What to do: Transcribe every entry below word for word, leaving out the pictures.

[Data lines]

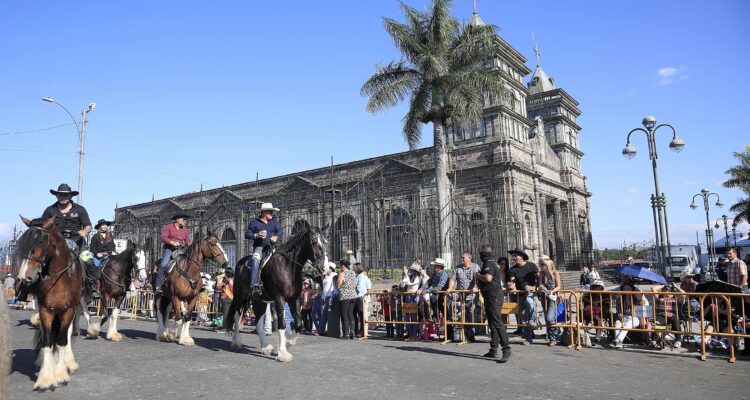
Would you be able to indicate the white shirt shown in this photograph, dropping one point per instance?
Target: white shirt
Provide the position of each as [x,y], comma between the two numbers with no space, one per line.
[328,286]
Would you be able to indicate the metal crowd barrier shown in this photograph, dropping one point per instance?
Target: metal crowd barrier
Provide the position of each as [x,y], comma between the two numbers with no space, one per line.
[457,310]
[142,302]
[584,310]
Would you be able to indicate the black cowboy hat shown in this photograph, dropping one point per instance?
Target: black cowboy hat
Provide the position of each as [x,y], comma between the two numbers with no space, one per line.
[519,252]
[63,189]
[102,222]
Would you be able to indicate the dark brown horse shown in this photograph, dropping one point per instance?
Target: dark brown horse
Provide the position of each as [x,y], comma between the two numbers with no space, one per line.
[282,282]
[55,275]
[184,283]
[114,283]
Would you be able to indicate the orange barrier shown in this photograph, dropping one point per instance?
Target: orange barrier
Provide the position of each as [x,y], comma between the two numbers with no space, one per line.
[455,310]
[690,315]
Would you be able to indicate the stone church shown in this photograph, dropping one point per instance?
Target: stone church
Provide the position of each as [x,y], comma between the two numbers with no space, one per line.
[516,181]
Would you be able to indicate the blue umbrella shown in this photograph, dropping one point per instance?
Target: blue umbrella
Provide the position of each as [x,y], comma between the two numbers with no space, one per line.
[642,273]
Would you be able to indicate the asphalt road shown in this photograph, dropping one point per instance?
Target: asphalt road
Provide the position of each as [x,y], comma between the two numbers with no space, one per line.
[324,368]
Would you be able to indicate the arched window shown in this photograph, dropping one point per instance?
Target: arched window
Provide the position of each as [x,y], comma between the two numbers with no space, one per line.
[477,228]
[298,226]
[346,236]
[529,230]
[229,243]
[398,237]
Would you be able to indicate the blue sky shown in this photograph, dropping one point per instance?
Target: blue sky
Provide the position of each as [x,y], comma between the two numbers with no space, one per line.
[188,93]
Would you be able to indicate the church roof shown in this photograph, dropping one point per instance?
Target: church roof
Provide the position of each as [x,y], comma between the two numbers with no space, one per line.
[540,82]
[476,20]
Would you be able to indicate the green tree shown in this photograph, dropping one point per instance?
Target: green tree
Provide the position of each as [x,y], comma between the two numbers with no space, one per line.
[740,178]
[442,73]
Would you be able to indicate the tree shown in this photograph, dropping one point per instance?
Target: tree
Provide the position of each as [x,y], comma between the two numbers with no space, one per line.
[443,76]
[740,178]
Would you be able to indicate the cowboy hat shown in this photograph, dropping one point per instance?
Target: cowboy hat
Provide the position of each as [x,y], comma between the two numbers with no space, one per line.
[102,222]
[267,207]
[520,253]
[63,189]
[438,261]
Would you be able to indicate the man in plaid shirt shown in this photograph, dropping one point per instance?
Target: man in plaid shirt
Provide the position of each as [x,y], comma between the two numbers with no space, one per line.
[736,270]
[665,311]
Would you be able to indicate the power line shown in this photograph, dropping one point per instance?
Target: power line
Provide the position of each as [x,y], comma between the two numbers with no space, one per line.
[127,164]
[35,130]
[36,151]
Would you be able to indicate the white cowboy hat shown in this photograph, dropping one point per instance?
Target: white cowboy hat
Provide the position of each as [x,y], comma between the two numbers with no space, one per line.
[438,261]
[267,207]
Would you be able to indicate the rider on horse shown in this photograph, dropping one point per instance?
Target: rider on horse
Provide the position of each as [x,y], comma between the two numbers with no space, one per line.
[72,222]
[174,236]
[265,231]
[101,247]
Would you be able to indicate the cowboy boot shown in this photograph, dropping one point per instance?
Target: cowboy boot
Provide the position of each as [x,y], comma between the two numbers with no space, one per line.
[92,275]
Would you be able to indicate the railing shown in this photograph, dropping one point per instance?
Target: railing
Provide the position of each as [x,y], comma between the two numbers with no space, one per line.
[692,315]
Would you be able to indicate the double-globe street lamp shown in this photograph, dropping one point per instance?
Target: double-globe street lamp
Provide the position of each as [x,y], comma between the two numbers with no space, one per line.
[710,246]
[81,129]
[725,220]
[658,199]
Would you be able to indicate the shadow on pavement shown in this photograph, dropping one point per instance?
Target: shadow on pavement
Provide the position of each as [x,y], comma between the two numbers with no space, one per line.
[438,351]
[23,362]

The answer:
Would you be able to indicate the white shirt shown in this photograph, dropping one point per instance?
Target: white shirt
Provide the position of each as [x,y], comma between the two numbers with no space, one per line.
[328,286]
Would you be able to indicate the metal crowd barrier shown in this photograph, dropping one point per instance?
Target: metal crowd barrier
Provide the position of each as [x,y], comma between the two numbers with no space, one per line.
[457,310]
[142,302]
[584,310]
Would you be able to indicate the black cowboy hat shown in this photograph, dropping one point per instance?
Target: black cowboy hat
Provide the position of each as [x,y], comma between the two numbers with no space, one per line.
[519,252]
[63,189]
[102,222]
Would you be able to indicate the dark brown horse shown in this photograph, dropping one point per instance?
Target: dark brown horse
Provide the position of each as [x,y], comma between the two numbers with no space, one per line.
[282,282]
[55,275]
[184,283]
[114,283]
Would you be able to indicate the orange barrier shown in this photograph, dropping one point per instance?
Target: orange barrier
Provide the position of each as [x,y], comma between the two numbers with no space, one per line.
[455,310]
[690,315]
Would you be able to indicate the stone church shown in this photograph, dropping one point per instance?
Target: stone church
Provide the position of each as [x,y], comma between the two numbers with no space, one per line.
[516,181]
Would you be able to indicate the blue umbrella shown in this photograph, dropping one point per instance?
Target: blue umbrella
Provide the position of each as [x,y], comma between the two numbers with no space, one per line.
[642,273]
Would you be able to indicate the asphalt road shown in this photograph, dropping one point per instance?
Target: asphalt road
Provide the position of each as [x,y], comma between the two numbers with no space, one per line.
[324,368]
Would you be able to indicate the arched window shown in this photograph, dropping one point per instance?
Target: arched window
Provide the position of each as [x,y], comma between the two numbers with no space, one per line.
[477,228]
[298,226]
[346,236]
[529,230]
[229,243]
[398,237]
Would you be able to indicate the blue sky shown in this photograph, dropping one point per instance?
Target: blue sky
Provide the position of each as [x,y], comma between the two numbers with no space, one per line.
[188,93]
Would you be able to indicate the church roof shown in this photograph, dropping one point per instance?
Target: church roof
Provide the position of each as [x,y], comma between the two numbers with no space, one per line.
[540,82]
[476,20]
Would you be able to indicate the green tree shown in this photograph, dropping one point per instance?
Target: green tree
Provide the position of each as [x,y], comma between the two numbers with no space, one per line.
[740,178]
[442,73]
Would you be able to indicate the tree shown in this photograph, dropping one point per instance?
Target: tree
Provide the position of each as [x,y], comma between the two numbers with no space, one per line.
[443,76]
[740,178]
Would you be able to indicate the cowboy hat shown in this photograph, dropping one point per instance?
Target: cowboy hat
Provide the position of each as [x,y], comma between the two numbers with no space, one per line.
[102,222]
[267,207]
[520,253]
[63,189]
[438,261]
Would you be able to indicate the man in plaid shirt shown in this photograph, dropping one point per instance?
Target: man in plaid shirt
Provide the position of each as [x,y], comma between the two numbers with no space, one per line.
[736,270]
[665,311]
Would you be able to indicate the power line shown in this photograph, dropping one point per instance?
Target: power line
Provide the position of each as [x,y], comma between the two numbers with no space, one per line.
[127,164]
[35,130]
[36,151]
Would you be able to indicate the white cowboy hat shown in this photograph, dropping one point per instance?
Target: white cowboy hat
Provide the position of each as [x,y], comma between the two numbers with no space, one per line.
[438,261]
[267,207]
Would you be able to indicate the rider on horse shown in this photograph, dropping one point per instance?
Target: rider on horse
Provide the position of each as [x,y], comma between the two numbers with no space, one per line.
[72,222]
[174,236]
[265,231]
[101,247]
Would you be able to indicate the cowboy boot shown in this photograph, dropping one point per instance?
Target: cowboy boot
Provide the position of each as [x,y], comma between the two numbers with no space, one per line.
[92,275]
Would you be able to indicate the railing shown in this photograph, dropping one point per instance?
Target: railing
Provide the position of each as [x,y], comma between the two numbers with no space, one per line.
[692,315]
Would you be able to indicate the double-globe street lamp shown in this photograph, dropping one point per instance?
Target: double-globe street lamp
Provide the position of each as [x,y], comma between the two numbers with no space, one per line.
[710,246]
[81,129]
[725,220]
[658,199]
Would you be able to indicate the shadow on pavement shown in this photograph, dropping one point per instance?
Target: shadow on pavement
Provide the position of each as [x,y], comma between the two numbers with no space, one per line.
[438,351]
[23,362]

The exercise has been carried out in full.